"""

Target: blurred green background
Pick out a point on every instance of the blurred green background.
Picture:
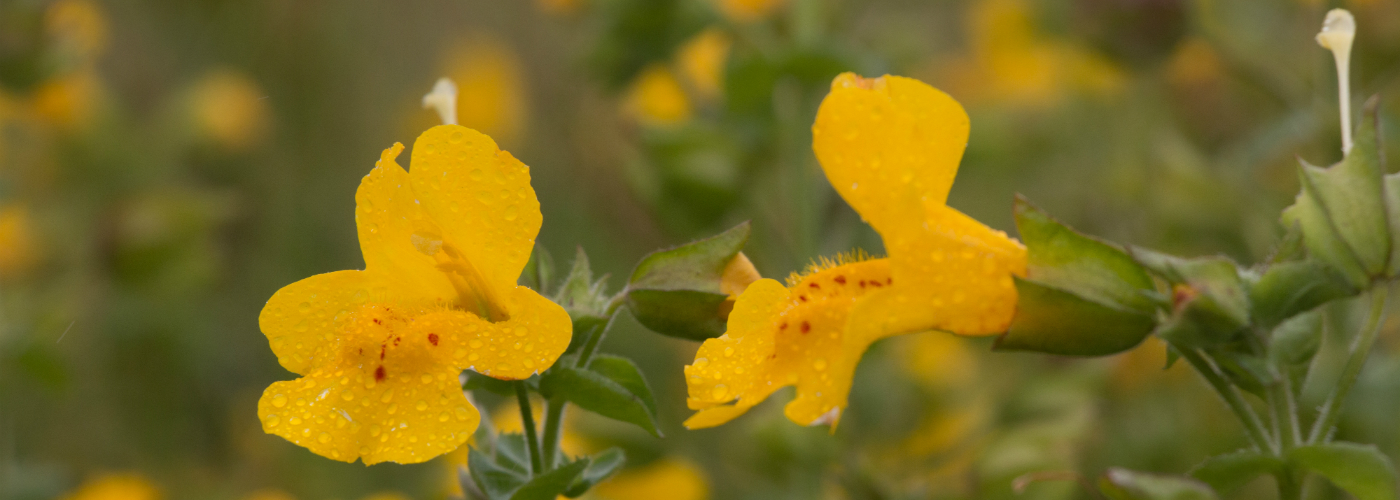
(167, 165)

"""
"""

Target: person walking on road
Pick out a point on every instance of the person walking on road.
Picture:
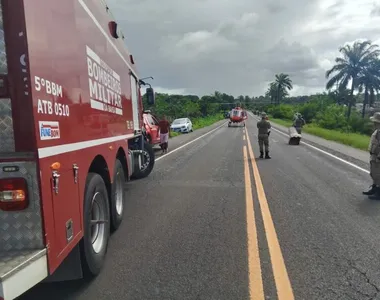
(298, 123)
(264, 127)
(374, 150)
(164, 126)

"""

Action item » Using the data above, return each line that includes the word "point".

Expected answer »
Pick out a point on every instance of the blurred green background.
Pick out a point on every instance of the person walking on road.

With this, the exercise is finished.